[Excerpt to read]
● ● ●
What Your RIA Media Buying Agency Should Be Doing 21 Days After a Discovery Call (And Why Most Aren’t)

Split-panel header with article title on dark teal background accented with brand green.

Share This Post

TL;DR

  • Real media buying for RIA practices is measured in cost per funded household at the custodian, not cost per form-fill. If your agency reports lead count, they’re selling marketing, not media buying.
  • Run a two-event model: Conversion 1 fires at the booked discovery call, Conversion 2 fires 14 to 21 days later when Schwab, Fidelity, or Altruist confirms a funded account.
  • If you only feed Google Ads and Meta the call-booking signal, Smart Bidding will reliably find lookalikes of people who book calls, not people who fund $400K+ rollovers.
  • The best interview question for a prospective agency: “Show me where in your stack the funded-account event from our custodian fires back to Google as an Enhanced Conversion for Leads.” If they can’t answer, they’re selling form-fills.
  • First funded relationship from a cold paid program typically lands in month 2 or 3. Stable cost-per-funded-household math arrives in month 4 to 6.
● ● ●
[Recorded information]

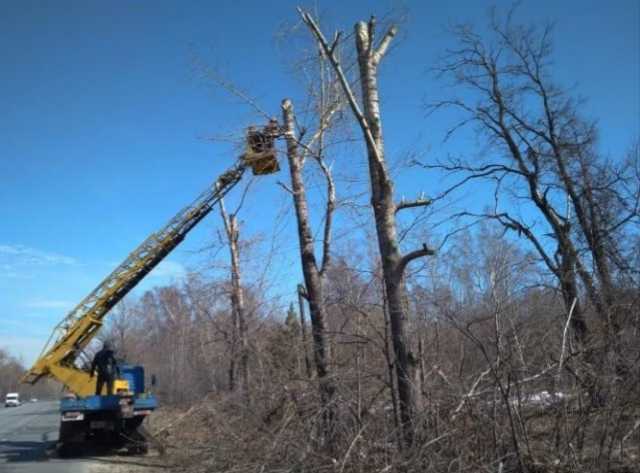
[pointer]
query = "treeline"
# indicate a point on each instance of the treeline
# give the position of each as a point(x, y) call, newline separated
● ● ●
[What to work on]
1 – In the article on RIA media buying, when does stable cost-per-funded-household math typically arrive?
2 – Quote the article on RIA media buying from "Share This Post" up to and including "they’re selling form-fills.".

[Correct answers]
1 – In month 4 to 6.

2 –
Share This Post

TL;DR

  • Real media buying for RIA practices is measured in cost per funded household at the custodian, not cost per form-fill. If your agency reports lead count, they’re selling marketing, not media buying.
  • Run a two-event model: Conversion 1 fires at the booked discovery call, Conversion 2 fires 14 to 21 days later when Schwab, Fidelity, or Altruist confirms a funded account.
  • If you only feed Google Ads and Meta the call-booking signal, Smart Bidding will reliably find lookalikes of people who book calls, not people who fund $400K+ rollovers.
  • The best interview question for a prospective agency: “Show me where in your stack the funded-account event from our custodian fires back to Google as an Enhanced Conversion for Leads.” If they can’t answer, they’re selling form-fills.